Exercise description
Count the lines in the data below where the string "cliff" occurs, please, and give the number alone.

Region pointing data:
____

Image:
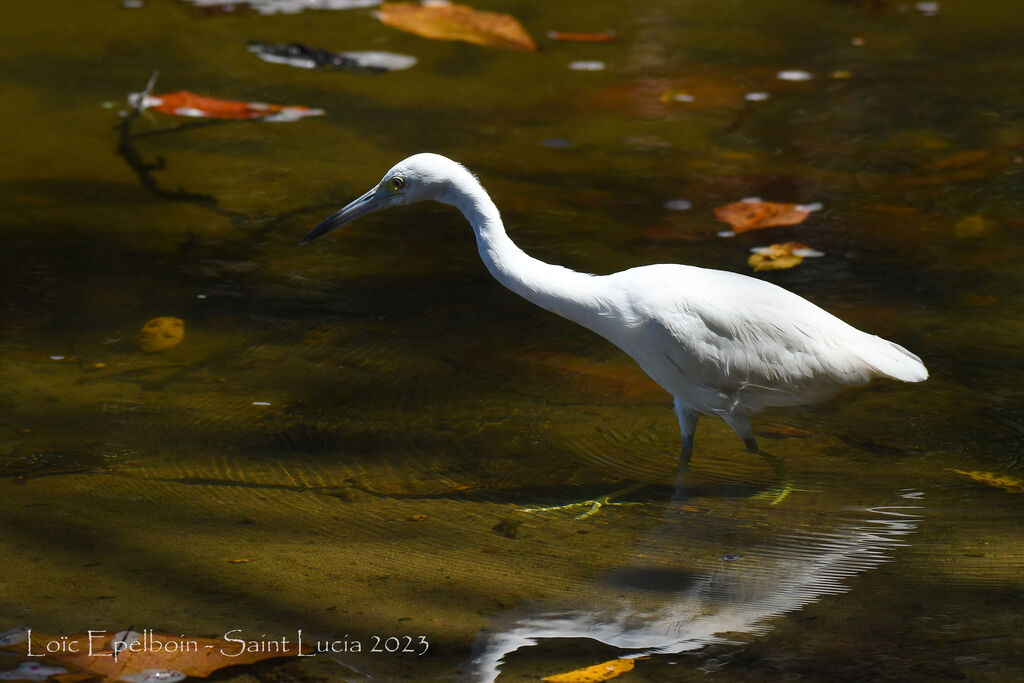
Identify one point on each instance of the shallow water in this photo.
(346, 437)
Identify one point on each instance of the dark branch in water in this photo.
(143, 169)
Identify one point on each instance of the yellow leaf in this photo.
(161, 334)
(1004, 481)
(777, 257)
(599, 672)
(444, 20)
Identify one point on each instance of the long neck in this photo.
(554, 288)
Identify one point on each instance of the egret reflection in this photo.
(660, 605)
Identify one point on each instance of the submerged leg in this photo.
(687, 426)
(777, 492)
(741, 425)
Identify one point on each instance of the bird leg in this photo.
(687, 426)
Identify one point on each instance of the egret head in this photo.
(420, 177)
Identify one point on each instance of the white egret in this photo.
(721, 343)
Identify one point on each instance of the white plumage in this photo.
(721, 343)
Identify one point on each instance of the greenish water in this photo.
(345, 437)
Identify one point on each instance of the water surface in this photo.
(345, 438)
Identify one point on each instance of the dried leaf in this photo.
(161, 334)
(187, 103)
(1004, 481)
(558, 36)
(444, 20)
(752, 215)
(595, 674)
(139, 653)
(777, 257)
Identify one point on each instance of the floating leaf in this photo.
(595, 674)
(187, 103)
(752, 214)
(1004, 481)
(777, 257)
(154, 657)
(161, 334)
(303, 56)
(606, 37)
(444, 20)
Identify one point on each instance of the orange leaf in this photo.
(1004, 481)
(140, 651)
(753, 215)
(558, 36)
(187, 103)
(444, 20)
(595, 674)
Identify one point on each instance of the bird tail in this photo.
(893, 360)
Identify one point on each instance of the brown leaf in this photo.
(193, 656)
(161, 334)
(595, 674)
(752, 215)
(444, 20)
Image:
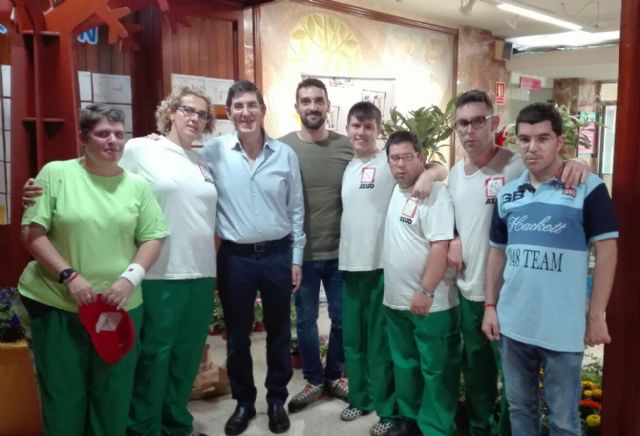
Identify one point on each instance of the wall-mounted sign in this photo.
(500, 91)
(530, 83)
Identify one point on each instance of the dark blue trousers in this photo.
(240, 275)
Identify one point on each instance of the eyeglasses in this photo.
(105, 134)
(190, 112)
(396, 158)
(476, 123)
(525, 141)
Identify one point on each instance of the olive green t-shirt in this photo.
(322, 165)
(95, 223)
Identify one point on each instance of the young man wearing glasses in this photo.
(260, 222)
(367, 186)
(541, 233)
(420, 303)
(474, 184)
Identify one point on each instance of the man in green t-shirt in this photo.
(323, 156)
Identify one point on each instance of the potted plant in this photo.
(19, 403)
(217, 325)
(430, 124)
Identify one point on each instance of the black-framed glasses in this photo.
(476, 123)
(190, 112)
(396, 158)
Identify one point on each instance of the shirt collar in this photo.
(234, 143)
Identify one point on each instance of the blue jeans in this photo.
(307, 304)
(240, 276)
(521, 365)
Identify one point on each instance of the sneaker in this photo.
(338, 388)
(308, 395)
(380, 428)
(352, 413)
(404, 427)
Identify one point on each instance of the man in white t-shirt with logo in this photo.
(420, 304)
(367, 186)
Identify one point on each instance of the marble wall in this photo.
(299, 39)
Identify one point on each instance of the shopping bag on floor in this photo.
(212, 380)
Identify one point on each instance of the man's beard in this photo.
(313, 125)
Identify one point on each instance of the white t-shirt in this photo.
(183, 185)
(367, 185)
(474, 197)
(410, 227)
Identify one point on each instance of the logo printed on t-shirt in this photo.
(569, 192)
(205, 172)
(492, 186)
(368, 178)
(409, 210)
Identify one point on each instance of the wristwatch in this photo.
(65, 274)
(428, 292)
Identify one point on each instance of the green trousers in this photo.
(480, 366)
(426, 361)
(81, 395)
(176, 319)
(366, 344)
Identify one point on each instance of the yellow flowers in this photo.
(593, 420)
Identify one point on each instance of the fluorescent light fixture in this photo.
(539, 16)
(577, 38)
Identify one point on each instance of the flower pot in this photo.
(296, 362)
(19, 403)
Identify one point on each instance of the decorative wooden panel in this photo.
(621, 407)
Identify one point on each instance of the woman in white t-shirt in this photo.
(178, 290)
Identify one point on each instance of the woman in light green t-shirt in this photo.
(93, 233)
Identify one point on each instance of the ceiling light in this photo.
(566, 39)
(539, 16)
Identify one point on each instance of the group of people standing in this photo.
(376, 228)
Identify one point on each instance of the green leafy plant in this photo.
(11, 328)
(430, 124)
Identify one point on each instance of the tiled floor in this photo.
(320, 419)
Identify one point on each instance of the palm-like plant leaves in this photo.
(430, 124)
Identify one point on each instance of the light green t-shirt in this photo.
(94, 222)
(322, 165)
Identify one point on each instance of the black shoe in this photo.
(239, 421)
(278, 419)
(404, 428)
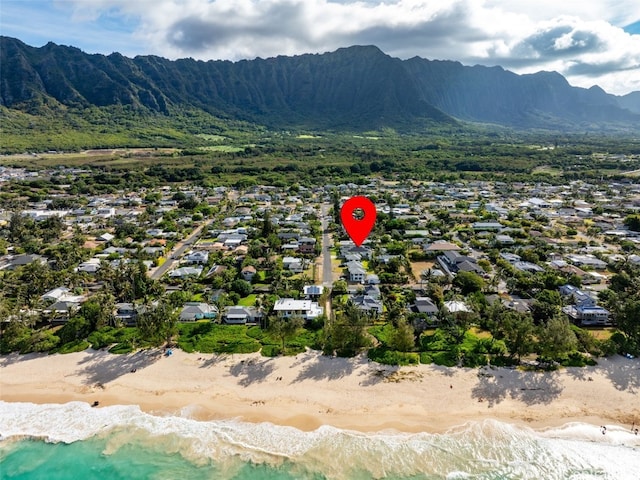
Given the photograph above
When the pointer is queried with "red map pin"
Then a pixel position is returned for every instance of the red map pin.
(358, 226)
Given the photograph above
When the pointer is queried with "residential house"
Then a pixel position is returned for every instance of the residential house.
(441, 246)
(487, 226)
(199, 257)
(293, 263)
(455, 306)
(587, 261)
(588, 314)
(238, 315)
(307, 245)
(126, 313)
(61, 311)
(183, 272)
(424, 305)
(289, 307)
(90, 266)
(11, 263)
(312, 292)
(192, 311)
(248, 273)
(453, 262)
(357, 272)
(370, 304)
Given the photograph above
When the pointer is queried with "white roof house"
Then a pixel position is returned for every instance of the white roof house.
(289, 307)
(454, 306)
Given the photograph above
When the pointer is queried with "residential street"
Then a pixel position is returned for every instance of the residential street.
(177, 251)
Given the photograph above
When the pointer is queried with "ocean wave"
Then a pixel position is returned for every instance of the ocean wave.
(478, 450)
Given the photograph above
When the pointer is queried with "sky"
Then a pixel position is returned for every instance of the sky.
(590, 42)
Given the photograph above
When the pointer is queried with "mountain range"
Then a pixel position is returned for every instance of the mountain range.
(356, 88)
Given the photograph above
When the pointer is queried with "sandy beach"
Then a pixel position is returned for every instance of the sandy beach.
(311, 390)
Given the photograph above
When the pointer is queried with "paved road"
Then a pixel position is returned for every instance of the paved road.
(327, 274)
(327, 270)
(177, 251)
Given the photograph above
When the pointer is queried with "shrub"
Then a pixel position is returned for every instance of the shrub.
(74, 346)
(270, 350)
(393, 357)
(446, 359)
(425, 358)
(576, 359)
(124, 347)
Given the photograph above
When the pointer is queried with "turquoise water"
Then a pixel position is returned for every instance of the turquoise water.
(74, 441)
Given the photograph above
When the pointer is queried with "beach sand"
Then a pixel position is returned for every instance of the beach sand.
(310, 390)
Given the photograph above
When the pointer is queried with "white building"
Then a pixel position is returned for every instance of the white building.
(289, 307)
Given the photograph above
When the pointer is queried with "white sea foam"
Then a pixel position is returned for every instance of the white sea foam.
(478, 450)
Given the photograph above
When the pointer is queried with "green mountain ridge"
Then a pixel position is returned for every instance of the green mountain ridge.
(354, 88)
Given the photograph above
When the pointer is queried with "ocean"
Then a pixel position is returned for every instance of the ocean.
(75, 441)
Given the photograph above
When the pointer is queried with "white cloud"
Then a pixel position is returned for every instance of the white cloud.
(582, 40)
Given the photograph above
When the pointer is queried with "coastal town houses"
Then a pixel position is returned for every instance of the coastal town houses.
(305, 309)
(192, 311)
(241, 315)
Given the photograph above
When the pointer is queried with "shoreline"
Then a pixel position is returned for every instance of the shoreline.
(310, 390)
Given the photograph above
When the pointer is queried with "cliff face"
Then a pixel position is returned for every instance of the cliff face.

____

Result of the exercise
2